> _WHAT TO WORK ON_
Reproduce the data below word for word, starting at the first line of the data and ending at the line that contains "[[403, 630], [916, 810]]", both lines included.

Entries from a pointing dataset:
────────────────────────────────────────
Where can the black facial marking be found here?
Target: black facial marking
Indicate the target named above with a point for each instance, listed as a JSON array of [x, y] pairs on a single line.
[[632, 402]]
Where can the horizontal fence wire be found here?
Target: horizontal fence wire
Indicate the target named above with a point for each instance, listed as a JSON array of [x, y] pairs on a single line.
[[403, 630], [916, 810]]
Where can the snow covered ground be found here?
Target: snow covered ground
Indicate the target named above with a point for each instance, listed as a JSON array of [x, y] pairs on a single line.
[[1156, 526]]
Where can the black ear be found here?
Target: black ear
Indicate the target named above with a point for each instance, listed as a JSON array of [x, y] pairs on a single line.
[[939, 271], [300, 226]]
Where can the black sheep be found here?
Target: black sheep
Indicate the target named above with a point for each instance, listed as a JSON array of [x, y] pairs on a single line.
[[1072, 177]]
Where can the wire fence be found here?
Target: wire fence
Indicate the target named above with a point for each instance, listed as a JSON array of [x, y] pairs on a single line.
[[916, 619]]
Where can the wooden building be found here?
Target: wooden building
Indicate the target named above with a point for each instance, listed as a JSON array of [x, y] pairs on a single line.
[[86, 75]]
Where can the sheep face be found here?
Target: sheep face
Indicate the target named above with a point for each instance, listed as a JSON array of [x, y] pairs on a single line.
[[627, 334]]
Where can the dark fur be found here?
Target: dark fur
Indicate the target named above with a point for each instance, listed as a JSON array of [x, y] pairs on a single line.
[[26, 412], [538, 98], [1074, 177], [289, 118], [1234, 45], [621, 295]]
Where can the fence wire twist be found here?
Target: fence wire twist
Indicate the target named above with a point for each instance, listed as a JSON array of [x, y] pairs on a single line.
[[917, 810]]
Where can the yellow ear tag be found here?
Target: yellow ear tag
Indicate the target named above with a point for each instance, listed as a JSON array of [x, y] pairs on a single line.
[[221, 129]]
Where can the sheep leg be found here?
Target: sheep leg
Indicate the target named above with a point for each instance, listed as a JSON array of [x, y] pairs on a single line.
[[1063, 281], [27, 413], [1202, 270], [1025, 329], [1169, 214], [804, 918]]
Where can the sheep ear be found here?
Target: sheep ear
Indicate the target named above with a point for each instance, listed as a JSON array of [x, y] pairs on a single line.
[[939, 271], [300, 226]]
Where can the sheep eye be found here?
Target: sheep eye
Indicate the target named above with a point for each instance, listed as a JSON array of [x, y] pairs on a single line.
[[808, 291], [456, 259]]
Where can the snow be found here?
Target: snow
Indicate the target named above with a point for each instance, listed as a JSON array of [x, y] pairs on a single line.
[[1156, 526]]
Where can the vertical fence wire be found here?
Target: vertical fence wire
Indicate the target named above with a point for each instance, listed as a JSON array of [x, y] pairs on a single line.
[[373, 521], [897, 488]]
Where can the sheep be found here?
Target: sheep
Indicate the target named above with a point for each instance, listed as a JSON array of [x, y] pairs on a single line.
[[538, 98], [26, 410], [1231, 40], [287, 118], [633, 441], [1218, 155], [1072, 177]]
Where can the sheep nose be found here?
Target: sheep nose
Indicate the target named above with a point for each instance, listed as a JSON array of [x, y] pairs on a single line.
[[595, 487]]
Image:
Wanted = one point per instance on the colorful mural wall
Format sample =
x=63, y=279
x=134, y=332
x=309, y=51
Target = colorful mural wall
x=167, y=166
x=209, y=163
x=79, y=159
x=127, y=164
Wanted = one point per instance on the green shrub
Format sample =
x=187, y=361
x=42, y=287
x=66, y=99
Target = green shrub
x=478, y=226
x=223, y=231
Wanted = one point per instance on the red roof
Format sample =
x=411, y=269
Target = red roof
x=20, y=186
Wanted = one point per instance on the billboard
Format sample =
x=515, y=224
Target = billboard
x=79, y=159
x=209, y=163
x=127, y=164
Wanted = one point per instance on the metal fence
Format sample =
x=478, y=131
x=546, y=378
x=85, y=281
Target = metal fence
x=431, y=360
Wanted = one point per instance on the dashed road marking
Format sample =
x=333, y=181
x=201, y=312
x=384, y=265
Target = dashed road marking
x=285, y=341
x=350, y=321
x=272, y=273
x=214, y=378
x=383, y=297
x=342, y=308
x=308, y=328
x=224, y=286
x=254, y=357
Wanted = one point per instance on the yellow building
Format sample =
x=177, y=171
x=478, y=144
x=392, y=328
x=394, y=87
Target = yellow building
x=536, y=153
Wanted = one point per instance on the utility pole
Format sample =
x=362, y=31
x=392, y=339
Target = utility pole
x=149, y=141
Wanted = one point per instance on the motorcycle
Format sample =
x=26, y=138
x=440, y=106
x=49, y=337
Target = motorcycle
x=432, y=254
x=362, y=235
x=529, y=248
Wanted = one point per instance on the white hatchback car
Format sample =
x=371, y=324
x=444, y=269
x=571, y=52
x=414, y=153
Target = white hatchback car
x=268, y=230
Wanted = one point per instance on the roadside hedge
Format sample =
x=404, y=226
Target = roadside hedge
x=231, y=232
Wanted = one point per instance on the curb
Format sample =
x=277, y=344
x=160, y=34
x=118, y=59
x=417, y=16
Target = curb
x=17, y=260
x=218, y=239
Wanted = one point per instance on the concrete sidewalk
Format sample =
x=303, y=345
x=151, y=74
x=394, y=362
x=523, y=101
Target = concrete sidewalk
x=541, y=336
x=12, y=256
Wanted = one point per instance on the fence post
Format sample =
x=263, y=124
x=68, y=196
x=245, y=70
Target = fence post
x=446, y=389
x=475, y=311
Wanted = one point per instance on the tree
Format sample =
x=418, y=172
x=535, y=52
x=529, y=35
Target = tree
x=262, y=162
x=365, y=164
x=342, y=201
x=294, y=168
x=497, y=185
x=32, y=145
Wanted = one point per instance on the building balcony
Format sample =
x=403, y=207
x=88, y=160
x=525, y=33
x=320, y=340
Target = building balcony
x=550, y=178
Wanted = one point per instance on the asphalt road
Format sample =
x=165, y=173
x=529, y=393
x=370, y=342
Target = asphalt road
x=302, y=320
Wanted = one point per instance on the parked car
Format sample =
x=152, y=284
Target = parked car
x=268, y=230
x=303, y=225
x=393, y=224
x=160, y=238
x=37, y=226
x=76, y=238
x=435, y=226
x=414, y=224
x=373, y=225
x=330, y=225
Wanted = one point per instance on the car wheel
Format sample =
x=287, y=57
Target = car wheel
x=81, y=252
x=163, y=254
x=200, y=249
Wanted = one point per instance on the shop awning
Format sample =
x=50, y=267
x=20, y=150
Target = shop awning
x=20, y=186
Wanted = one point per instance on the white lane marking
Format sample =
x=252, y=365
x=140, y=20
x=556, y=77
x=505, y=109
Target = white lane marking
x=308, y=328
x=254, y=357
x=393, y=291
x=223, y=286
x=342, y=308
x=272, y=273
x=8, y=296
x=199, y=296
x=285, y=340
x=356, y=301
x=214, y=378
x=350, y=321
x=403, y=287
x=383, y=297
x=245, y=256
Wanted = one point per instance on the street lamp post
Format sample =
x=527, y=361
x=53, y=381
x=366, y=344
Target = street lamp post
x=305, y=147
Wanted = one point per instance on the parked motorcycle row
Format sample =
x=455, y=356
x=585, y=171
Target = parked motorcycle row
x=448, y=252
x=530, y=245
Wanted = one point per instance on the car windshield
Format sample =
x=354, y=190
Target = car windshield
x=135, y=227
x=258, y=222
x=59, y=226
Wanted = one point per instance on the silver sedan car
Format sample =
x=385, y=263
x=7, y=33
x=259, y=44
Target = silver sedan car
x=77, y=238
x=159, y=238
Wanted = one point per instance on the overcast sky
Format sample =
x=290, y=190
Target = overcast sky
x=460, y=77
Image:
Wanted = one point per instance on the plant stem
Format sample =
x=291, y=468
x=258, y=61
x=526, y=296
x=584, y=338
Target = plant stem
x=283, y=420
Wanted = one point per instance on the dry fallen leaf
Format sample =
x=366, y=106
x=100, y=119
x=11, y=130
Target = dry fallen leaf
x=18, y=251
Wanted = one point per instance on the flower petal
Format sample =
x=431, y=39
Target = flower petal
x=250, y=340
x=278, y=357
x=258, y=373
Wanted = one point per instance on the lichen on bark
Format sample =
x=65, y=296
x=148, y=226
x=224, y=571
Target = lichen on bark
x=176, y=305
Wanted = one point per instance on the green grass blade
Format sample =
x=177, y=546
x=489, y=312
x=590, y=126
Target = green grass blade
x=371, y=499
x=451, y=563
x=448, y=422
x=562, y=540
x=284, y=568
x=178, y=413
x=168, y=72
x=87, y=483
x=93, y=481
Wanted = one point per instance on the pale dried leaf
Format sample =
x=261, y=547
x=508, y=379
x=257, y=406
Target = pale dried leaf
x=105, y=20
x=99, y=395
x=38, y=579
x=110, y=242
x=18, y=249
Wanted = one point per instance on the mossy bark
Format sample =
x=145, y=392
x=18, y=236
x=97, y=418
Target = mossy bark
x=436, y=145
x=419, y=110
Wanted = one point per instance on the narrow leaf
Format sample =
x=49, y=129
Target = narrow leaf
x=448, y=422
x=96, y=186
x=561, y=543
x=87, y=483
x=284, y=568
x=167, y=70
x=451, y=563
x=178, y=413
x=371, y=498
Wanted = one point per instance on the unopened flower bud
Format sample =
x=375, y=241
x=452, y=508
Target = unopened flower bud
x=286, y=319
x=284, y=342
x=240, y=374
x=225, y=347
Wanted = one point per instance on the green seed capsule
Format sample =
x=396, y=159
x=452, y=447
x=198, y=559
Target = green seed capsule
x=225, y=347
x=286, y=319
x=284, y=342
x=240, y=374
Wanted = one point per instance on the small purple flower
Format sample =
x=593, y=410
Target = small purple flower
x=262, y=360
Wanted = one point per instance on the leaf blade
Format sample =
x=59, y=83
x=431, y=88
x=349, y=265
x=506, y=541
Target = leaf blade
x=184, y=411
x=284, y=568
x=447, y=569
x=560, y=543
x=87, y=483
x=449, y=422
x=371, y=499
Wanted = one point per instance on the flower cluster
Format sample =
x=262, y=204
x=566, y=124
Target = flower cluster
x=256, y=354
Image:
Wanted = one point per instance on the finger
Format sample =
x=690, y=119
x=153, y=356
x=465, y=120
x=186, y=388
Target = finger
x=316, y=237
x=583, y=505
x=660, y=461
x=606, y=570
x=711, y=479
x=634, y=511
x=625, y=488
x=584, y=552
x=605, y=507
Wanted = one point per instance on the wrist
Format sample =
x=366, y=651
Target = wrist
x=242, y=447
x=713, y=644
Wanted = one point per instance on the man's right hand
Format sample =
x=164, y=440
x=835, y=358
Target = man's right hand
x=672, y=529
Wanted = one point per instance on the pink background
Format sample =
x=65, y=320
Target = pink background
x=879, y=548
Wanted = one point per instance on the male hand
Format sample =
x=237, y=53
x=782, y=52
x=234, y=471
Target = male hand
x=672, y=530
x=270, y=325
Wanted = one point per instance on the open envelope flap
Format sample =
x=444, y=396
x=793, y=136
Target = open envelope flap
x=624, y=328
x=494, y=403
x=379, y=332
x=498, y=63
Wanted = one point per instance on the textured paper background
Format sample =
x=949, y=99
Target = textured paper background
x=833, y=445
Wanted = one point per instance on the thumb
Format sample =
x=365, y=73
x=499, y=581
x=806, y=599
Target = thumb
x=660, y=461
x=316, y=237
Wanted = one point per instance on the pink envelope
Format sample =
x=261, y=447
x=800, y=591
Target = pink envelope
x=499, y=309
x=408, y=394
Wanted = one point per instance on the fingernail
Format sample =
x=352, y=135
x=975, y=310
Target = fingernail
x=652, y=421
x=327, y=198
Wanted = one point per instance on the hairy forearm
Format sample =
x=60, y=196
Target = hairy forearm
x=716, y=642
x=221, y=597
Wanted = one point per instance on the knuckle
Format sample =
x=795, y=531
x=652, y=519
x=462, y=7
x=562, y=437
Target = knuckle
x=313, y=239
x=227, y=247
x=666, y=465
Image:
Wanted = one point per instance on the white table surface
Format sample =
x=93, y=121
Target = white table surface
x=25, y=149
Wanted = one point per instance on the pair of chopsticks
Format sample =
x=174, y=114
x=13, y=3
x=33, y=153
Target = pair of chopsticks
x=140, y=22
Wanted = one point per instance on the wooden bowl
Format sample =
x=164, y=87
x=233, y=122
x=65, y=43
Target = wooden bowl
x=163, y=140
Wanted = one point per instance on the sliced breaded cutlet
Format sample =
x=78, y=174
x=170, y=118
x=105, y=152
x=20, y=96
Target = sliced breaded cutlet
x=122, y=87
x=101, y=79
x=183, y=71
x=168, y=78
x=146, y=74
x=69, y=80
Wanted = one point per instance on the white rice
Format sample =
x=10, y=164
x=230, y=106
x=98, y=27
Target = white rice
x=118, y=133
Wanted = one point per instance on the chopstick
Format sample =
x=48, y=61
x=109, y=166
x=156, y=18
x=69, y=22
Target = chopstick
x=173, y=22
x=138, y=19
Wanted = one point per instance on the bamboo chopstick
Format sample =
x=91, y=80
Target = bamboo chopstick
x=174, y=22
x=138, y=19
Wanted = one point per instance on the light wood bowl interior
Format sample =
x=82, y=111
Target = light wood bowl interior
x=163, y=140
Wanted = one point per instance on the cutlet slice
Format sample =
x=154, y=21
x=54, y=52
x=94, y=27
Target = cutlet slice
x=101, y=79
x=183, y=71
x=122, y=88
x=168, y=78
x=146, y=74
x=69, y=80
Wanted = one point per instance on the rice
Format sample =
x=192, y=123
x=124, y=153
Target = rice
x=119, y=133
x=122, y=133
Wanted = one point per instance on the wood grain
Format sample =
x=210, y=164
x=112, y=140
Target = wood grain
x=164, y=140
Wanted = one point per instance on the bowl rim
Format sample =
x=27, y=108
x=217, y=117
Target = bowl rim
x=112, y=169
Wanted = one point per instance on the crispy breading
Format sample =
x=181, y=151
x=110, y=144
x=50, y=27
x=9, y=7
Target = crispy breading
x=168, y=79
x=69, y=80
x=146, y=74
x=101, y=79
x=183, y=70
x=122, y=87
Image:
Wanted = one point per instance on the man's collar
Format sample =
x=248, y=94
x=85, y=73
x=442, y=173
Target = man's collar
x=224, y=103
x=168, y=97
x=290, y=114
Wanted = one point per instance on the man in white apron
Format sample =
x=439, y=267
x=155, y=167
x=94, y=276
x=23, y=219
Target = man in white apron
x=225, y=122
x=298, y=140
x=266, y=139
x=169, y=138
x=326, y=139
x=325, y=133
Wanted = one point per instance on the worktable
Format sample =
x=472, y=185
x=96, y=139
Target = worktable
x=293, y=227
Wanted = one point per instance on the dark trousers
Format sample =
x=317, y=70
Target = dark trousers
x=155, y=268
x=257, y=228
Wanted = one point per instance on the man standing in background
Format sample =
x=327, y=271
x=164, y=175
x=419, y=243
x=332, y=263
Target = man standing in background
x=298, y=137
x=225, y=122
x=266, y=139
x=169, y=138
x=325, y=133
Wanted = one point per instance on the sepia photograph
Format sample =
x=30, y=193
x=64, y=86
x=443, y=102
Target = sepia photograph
────────────────────────────────────────
> _ANSWER IN FULL_
Where can the black facial marking be found here?
Target: black facial marking
Indicate the target named above with a point for each instance, listed as a JSON array of [x, y] pairs on a single line.
[[632, 402]]
Where can the horizontal fence wire be found here?
Target: horizontal fence wire
Indicate the target named above with a point for each instance, listed as a JSON array of [x, y] pairs on a single line.
[[403, 630], [916, 810]]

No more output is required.